Recopiez à l’identique le passage de l’extrait sur le médecin de Porquerolles, en commençant à « L’année dernière à » et en terminant à « COVID ou pas. ».

### Extrait fourni
========================

« L’île peut présenter un tableau idyllique quand on vient de l’extérieur. Mais il ne s’y trouve pas non plus l’équilibre que l’on recherche tous »
L’année dernière à la même époque, je recevais le docteur Philippe Lentz pour qu’il nous partage sa vision du confinement et de la situation sanitaire sur l’île. Quelques mois avant le déclenchement de cette crise, j’avais déjà tendu le micro à Philippe pour l’écouter me raconter son parcours, son lien à Porquerolles et aux porquerollais, son choix d’exercer ici et son quotidien de médecin urgentiste sur l’île. C’est le témoignage que je vous propose de découvrir aujourd’hui. Il n’est donc pas question de COVID dans cet épisode. La parole de Philippe nous ramène dans la vie d’avant en quelque sorte, bien qu’à Porquerolles, certaines constantes demeurent quand on est médecin, COVID ou pas.

========================

Enregistrements tirés d’un jeu de données
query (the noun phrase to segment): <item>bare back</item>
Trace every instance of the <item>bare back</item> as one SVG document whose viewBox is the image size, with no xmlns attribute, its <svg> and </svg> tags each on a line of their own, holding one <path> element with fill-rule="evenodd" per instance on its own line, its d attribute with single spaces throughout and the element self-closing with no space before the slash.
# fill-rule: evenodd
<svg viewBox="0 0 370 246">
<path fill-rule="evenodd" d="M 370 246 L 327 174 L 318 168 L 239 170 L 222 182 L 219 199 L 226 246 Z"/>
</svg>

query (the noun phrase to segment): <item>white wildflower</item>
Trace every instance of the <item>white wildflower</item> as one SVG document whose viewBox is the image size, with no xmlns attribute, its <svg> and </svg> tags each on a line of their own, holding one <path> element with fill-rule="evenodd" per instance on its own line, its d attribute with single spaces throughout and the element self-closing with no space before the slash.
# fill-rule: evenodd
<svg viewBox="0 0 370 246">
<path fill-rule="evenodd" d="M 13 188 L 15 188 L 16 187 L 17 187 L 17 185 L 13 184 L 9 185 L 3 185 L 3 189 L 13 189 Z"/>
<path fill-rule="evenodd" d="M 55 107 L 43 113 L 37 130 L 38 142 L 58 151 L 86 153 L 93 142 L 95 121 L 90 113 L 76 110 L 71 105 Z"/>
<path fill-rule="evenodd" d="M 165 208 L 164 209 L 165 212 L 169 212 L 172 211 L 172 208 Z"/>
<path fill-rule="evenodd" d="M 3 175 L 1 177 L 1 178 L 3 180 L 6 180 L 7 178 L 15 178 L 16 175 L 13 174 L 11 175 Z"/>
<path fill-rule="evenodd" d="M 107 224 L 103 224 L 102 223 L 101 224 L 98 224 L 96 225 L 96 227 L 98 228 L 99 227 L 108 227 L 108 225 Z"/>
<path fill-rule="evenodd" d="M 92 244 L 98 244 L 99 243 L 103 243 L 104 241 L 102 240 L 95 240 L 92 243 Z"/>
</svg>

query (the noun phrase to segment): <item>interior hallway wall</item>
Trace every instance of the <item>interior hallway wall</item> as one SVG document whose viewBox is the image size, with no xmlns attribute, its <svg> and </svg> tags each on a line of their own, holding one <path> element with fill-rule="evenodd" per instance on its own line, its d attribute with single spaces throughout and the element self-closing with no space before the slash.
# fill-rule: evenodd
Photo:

========================

### Réponse proposée
L’année dernière à la même époque, je recevais le docteur Philippe Lentz pour qu’il nous partage sa vision du confinement et de la situation sanitaire sur l’île. Quelques mois avant le déclenchement de cette crise, j’avais déjà tendu le micro à Philippe pour l’écouter me raconter son parcours, son lien à Porquerolles et aux porquerollais, son choix d’exercer ici et son quotidien de médecin urgentiste sur l’île. C’est le témoignage que je vous propose de découvrir aujourd’hui. Il n’est donc pas question de COVID dans cet épisode. La parole de Philippe nous ramène dans la vie d’avant en quelque sorte, bien qu’à Porquerolles, certaines constantes demeurent quand on est médecin, COVID ou pas.